* Task goal
A word-for-word copy of the whole listing is the required answer.

* Material for the task

::::::::

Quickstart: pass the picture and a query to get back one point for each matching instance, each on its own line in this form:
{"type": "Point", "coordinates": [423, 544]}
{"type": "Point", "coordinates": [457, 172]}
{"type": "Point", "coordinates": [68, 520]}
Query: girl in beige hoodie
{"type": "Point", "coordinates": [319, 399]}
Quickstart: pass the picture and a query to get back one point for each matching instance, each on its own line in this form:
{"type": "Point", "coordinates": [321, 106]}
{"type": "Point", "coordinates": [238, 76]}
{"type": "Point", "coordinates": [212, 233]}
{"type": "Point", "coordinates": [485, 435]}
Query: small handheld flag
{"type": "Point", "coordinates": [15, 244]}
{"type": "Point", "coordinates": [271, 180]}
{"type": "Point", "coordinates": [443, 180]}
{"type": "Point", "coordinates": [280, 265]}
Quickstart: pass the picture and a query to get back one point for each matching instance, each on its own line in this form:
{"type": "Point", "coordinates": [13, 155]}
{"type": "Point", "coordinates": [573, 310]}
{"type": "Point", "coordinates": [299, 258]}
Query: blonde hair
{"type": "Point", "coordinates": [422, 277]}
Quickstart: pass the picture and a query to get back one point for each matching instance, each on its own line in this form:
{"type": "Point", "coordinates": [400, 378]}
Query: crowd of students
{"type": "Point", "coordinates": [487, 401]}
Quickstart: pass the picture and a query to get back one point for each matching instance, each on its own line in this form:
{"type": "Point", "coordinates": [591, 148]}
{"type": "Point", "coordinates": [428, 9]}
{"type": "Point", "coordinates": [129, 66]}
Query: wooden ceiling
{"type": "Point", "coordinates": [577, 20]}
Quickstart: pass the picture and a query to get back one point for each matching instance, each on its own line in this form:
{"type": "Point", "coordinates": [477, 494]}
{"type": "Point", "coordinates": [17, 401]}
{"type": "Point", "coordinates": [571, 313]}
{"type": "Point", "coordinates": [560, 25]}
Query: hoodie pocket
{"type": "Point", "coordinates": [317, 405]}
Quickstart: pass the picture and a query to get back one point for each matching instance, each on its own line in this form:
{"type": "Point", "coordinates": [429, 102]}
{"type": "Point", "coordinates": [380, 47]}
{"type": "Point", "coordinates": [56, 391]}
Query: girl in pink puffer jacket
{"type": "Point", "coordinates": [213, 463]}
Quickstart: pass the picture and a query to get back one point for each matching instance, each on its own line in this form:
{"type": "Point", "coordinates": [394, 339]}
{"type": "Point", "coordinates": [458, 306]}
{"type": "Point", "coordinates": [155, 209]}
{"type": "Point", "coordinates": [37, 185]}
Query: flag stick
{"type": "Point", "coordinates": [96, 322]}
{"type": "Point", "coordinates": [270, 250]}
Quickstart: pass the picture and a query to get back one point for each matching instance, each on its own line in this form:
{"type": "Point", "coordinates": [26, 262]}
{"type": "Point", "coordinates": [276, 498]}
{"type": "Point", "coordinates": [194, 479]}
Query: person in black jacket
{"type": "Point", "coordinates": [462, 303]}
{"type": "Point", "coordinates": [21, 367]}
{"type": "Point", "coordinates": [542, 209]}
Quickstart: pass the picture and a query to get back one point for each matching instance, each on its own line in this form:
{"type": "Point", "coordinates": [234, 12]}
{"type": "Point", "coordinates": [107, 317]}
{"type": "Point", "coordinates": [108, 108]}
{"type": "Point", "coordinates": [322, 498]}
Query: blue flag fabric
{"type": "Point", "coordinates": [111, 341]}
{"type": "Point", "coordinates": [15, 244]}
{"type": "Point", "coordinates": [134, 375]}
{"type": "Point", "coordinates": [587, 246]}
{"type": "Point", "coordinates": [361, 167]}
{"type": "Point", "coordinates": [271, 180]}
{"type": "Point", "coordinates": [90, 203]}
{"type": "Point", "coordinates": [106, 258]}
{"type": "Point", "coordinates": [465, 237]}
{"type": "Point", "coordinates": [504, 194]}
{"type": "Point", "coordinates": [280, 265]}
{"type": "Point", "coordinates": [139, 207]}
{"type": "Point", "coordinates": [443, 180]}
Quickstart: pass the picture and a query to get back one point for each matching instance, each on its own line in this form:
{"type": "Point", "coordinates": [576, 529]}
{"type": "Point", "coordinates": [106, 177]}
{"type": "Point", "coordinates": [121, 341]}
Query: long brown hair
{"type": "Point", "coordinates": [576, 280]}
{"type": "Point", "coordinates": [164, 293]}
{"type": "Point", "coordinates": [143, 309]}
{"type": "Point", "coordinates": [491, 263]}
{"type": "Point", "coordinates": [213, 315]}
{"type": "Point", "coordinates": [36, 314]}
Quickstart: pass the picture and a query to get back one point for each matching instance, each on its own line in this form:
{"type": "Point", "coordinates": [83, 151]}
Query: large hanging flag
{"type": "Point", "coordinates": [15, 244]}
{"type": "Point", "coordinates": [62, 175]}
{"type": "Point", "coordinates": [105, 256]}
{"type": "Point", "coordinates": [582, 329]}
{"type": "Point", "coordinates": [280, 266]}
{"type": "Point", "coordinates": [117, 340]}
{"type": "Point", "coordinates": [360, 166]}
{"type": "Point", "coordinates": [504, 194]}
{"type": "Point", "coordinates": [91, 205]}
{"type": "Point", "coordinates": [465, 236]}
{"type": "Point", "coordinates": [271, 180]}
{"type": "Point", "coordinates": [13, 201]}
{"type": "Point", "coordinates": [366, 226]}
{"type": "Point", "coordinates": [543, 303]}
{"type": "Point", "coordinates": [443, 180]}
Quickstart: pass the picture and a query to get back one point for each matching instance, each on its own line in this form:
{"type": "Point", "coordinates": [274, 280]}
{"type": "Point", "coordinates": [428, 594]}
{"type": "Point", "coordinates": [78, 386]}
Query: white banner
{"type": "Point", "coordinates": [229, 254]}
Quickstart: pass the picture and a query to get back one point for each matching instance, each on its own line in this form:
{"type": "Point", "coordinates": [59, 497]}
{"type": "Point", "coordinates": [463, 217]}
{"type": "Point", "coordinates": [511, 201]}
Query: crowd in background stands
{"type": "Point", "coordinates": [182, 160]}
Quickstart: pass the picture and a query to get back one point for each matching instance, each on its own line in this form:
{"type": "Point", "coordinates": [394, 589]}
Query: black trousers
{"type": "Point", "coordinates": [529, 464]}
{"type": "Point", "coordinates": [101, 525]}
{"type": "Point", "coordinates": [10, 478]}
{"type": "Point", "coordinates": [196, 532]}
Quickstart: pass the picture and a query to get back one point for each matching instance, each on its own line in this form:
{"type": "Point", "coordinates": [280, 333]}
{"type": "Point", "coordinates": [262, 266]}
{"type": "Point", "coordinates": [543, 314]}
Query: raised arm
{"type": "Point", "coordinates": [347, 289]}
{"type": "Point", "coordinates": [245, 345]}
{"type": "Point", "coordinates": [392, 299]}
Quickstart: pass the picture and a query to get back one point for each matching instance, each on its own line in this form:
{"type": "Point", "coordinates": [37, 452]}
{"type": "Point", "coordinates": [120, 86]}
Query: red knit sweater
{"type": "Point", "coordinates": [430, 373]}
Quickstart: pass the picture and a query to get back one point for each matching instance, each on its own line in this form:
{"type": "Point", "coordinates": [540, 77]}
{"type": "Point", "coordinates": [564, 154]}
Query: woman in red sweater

::::::::

* Solved problem
Quickstart: pass the picture and a query to get back one point for each matching instance, each on its own line in this form:
{"type": "Point", "coordinates": [423, 544]}
{"type": "Point", "coordinates": [457, 172]}
{"type": "Point", "coordinates": [68, 520]}
Query: girl in beige hoodie
{"type": "Point", "coordinates": [319, 399]}
Quickstart: pass the picture and a query to get back one point for each matching instance, each on its own line in this form:
{"type": "Point", "coordinates": [321, 106]}
{"type": "Point", "coordinates": [238, 76]}
{"type": "Point", "coordinates": [212, 233]}
{"type": "Point", "coordinates": [485, 435]}
Query: small handheld flag
{"type": "Point", "coordinates": [15, 244]}
{"type": "Point", "coordinates": [271, 180]}
{"type": "Point", "coordinates": [443, 180]}
{"type": "Point", "coordinates": [280, 265]}
Quickstart: pass the picture and a query to get back one point for each matching instance, each on its own line in this form:
{"type": "Point", "coordinates": [13, 155]}
{"type": "Point", "coordinates": [573, 310]}
{"type": "Point", "coordinates": [299, 258]}
Query: blonde hair
{"type": "Point", "coordinates": [422, 277]}
Quickstart: pass the picture and a query to get back one point for each matching instance, each on its own line in this form:
{"type": "Point", "coordinates": [400, 378]}
Query: crowd of students
{"type": "Point", "coordinates": [487, 401]}
Quickstart: pass the picture and a query to get back one point for each matching instance, each on its own line in this form:
{"type": "Point", "coordinates": [591, 148]}
{"type": "Point", "coordinates": [428, 9]}
{"type": "Point", "coordinates": [129, 66]}
Query: wooden ceiling
{"type": "Point", "coordinates": [577, 20]}
Quickstart: pass the picture and a query to get back one point for each matching instance, each on its own line in this form:
{"type": "Point", "coordinates": [477, 494]}
{"type": "Point", "coordinates": [17, 401]}
{"type": "Point", "coordinates": [571, 313]}
{"type": "Point", "coordinates": [560, 25]}
Query: hoodie pocket
{"type": "Point", "coordinates": [317, 405]}
Quickstart: pass the picture and a query to get back one point for each matching instance, each on its own line in this form:
{"type": "Point", "coordinates": [429, 102]}
{"type": "Point", "coordinates": [380, 47]}
{"type": "Point", "coordinates": [56, 391]}
Query: girl in pink puffer jacket
{"type": "Point", "coordinates": [213, 463]}
Quickstart: pass the picture and a query to get back one point for each matching instance, each on its own line in this form:
{"type": "Point", "coordinates": [394, 339]}
{"type": "Point", "coordinates": [458, 306]}
{"type": "Point", "coordinates": [155, 209]}
{"type": "Point", "coordinates": [37, 185]}
Query: flag stick
{"type": "Point", "coordinates": [96, 322]}
{"type": "Point", "coordinates": [270, 250]}
Quickstart: pass the picture and a query to get back one point for each matching instance, each on its own line in this form:
{"type": "Point", "coordinates": [26, 262]}
{"type": "Point", "coordinates": [276, 498]}
{"type": "Point", "coordinates": [194, 479]}
Query: person in black jacket
{"type": "Point", "coordinates": [462, 303]}
{"type": "Point", "coordinates": [21, 367]}
{"type": "Point", "coordinates": [542, 209]}
Quickstart: pass the picture and a query to get back one point for each matching instance, each on its own line in this form:
{"type": "Point", "coordinates": [234, 12]}
{"type": "Point", "coordinates": [107, 317]}
{"type": "Point", "coordinates": [108, 108]}
{"type": "Point", "coordinates": [322, 498]}
Query: blue flag fabric
{"type": "Point", "coordinates": [111, 341]}
{"type": "Point", "coordinates": [15, 244]}
{"type": "Point", "coordinates": [134, 375]}
{"type": "Point", "coordinates": [587, 246]}
{"type": "Point", "coordinates": [361, 167]}
{"type": "Point", "coordinates": [271, 180]}
{"type": "Point", "coordinates": [90, 203]}
{"type": "Point", "coordinates": [106, 258]}
{"type": "Point", "coordinates": [465, 237]}
{"type": "Point", "coordinates": [504, 194]}
{"type": "Point", "coordinates": [280, 265]}
{"type": "Point", "coordinates": [139, 207]}
{"type": "Point", "coordinates": [443, 180]}
Quickstart: pass the picture and a query to get back one point for each matching instance, each on its own line in this form:
{"type": "Point", "coordinates": [576, 529]}
{"type": "Point", "coordinates": [106, 177]}
{"type": "Point", "coordinates": [121, 341]}
Query: long brown hair
{"type": "Point", "coordinates": [576, 280]}
{"type": "Point", "coordinates": [164, 293]}
{"type": "Point", "coordinates": [143, 309]}
{"type": "Point", "coordinates": [491, 263]}
{"type": "Point", "coordinates": [213, 315]}
{"type": "Point", "coordinates": [36, 314]}
Quickstart: pass the picture and a query to get back one point for each matching instance, each on its own line in this form:
{"type": "Point", "coordinates": [83, 151]}
Query: large hanging flag
{"type": "Point", "coordinates": [15, 244]}
{"type": "Point", "coordinates": [62, 175]}
{"type": "Point", "coordinates": [105, 256]}
{"type": "Point", "coordinates": [582, 329]}
{"type": "Point", "coordinates": [280, 266]}
{"type": "Point", "coordinates": [117, 340]}
{"type": "Point", "coordinates": [360, 166]}
{"type": "Point", "coordinates": [504, 194]}
{"type": "Point", "coordinates": [91, 205]}
{"type": "Point", "coordinates": [465, 236]}
{"type": "Point", "coordinates": [271, 180]}
{"type": "Point", "coordinates": [13, 201]}
{"type": "Point", "coordinates": [366, 226]}
{"type": "Point", "coordinates": [543, 303]}
{"type": "Point", "coordinates": [443, 180]}
Quickstart: pass the picture and a query to get back one point for each matching instance, each on its own line in this form:
{"type": "Point", "coordinates": [274, 280]}
{"type": "Point", "coordinates": [428, 594]}
{"type": "Point", "coordinates": [78, 386]}
Query: white banner
{"type": "Point", "coordinates": [229, 254]}
Quickstart: pass the picture and a query to get back one point for each matching instance, each on its own line in this form:
{"type": "Point", "coordinates": [59, 497]}
{"type": "Point", "coordinates": [463, 217]}
{"type": "Point", "coordinates": [511, 201]}
Query: crowd in background stands
{"type": "Point", "coordinates": [182, 160]}
Quickstart: pass the picture and a query to get back one point for each matching instance, each on its own line in this form:
{"type": "Point", "coordinates": [394, 589]}
Query: black trousers
{"type": "Point", "coordinates": [529, 464]}
{"type": "Point", "coordinates": [101, 525]}
{"type": "Point", "coordinates": [10, 478]}
{"type": "Point", "coordinates": [196, 532]}
Quickstart: pass the picture and a query to get back one point for each matching instance, each on its own line in this form:
{"type": "Point", "coordinates": [280, 333]}
{"type": "Point", "coordinates": [262, 266]}
{"type": "Point", "coordinates": [543, 314]}
Query: raised arm
{"type": "Point", "coordinates": [347, 289]}
{"type": "Point", "coordinates": [245, 345]}
{"type": "Point", "coordinates": [392, 299]}
Quickstart: pass the picture and a query to get back one point for each matching instance, each on its own line in this form:
{"type": "Point", "coordinates": [37, 452]}
{"type": "Point", "coordinates": [120, 86]}
Query: red knit sweater
{"type": "Point", "coordinates": [430, 373]}
Quickstart: pass the picture and a query to get back one point for each matching instance, each on its own line in this form:
{"type": "Point", "coordinates": [540, 77]}
{"type": "Point", "coordinates": [564, 154]}
Query: woman in red sweater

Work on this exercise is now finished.